PROBLEM TO SOLVE → State how many lines of the listing below contain the word "black". Give only the number.

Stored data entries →
▬▬▬▬▬▬
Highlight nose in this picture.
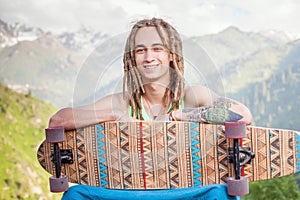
[145,50,154,62]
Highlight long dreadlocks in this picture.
[123,18,184,120]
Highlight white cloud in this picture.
[0,0,300,36]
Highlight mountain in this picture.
[0,19,44,48]
[57,27,109,55]
[0,18,300,129]
[0,33,83,105]
[0,84,60,199]
[227,40,300,130]
[193,27,290,68]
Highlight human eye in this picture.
[135,47,145,54]
[153,45,165,52]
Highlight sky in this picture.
[0,0,300,38]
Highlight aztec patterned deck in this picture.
[37,122,300,189]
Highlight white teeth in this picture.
[144,65,158,69]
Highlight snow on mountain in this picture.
[0,19,109,55]
[57,27,109,54]
[0,19,44,48]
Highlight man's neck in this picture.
[143,83,166,105]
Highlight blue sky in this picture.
[0,0,300,38]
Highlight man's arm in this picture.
[173,98,251,124]
[49,94,128,130]
[172,86,252,124]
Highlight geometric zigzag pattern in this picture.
[37,122,300,189]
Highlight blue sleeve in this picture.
[62,185,240,200]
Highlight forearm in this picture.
[49,108,121,130]
[173,98,252,124]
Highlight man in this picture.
[49,18,252,199]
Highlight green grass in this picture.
[0,85,61,199]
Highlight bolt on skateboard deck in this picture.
[37,121,300,192]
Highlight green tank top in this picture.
[129,97,184,121]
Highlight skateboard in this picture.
[37,121,300,196]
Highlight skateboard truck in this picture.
[225,121,255,196]
[45,127,69,192]
[228,146,255,174]
[51,143,74,178]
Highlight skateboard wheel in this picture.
[225,121,246,139]
[45,126,65,143]
[49,175,69,192]
[227,176,249,196]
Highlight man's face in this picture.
[134,27,170,84]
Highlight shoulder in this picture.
[184,86,217,107]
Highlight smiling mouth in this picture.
[144,64,158,69]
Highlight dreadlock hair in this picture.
[123,18,184,120]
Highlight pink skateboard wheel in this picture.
[45,126,65,143]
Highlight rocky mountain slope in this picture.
[0,84,60,199]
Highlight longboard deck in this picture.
[37,122,300,189]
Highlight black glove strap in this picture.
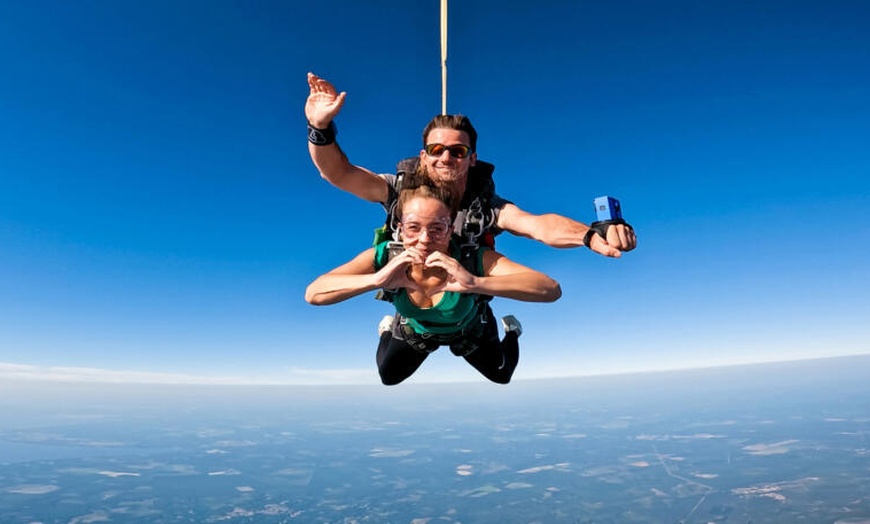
[308,122,338,146]
[583,218,631,247]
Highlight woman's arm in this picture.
[426,250,562,302]
[305,248,422,306]
[305,248,379,306]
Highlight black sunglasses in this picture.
[424,144,471,158]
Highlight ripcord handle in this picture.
[441,0,447,115]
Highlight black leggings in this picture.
[377,306,520,386]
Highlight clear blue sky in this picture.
[0,0,870,383]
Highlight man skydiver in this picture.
[305,73,637,258]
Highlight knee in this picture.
[380,373,407,386]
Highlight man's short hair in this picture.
[423,115,477,151]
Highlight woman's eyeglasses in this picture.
[425,144,471,158]
[401,218,450,241]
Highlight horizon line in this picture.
[0,352,870,386]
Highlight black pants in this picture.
[377,305,520,386]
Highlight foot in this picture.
[501,315,523,337]
[378,315,393,337]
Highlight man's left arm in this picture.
[496,203,637,258]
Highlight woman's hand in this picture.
[377,247,424,291]
[425,251,477,294]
▬▬▬▬▬▬
WRITTEN REPLY → 4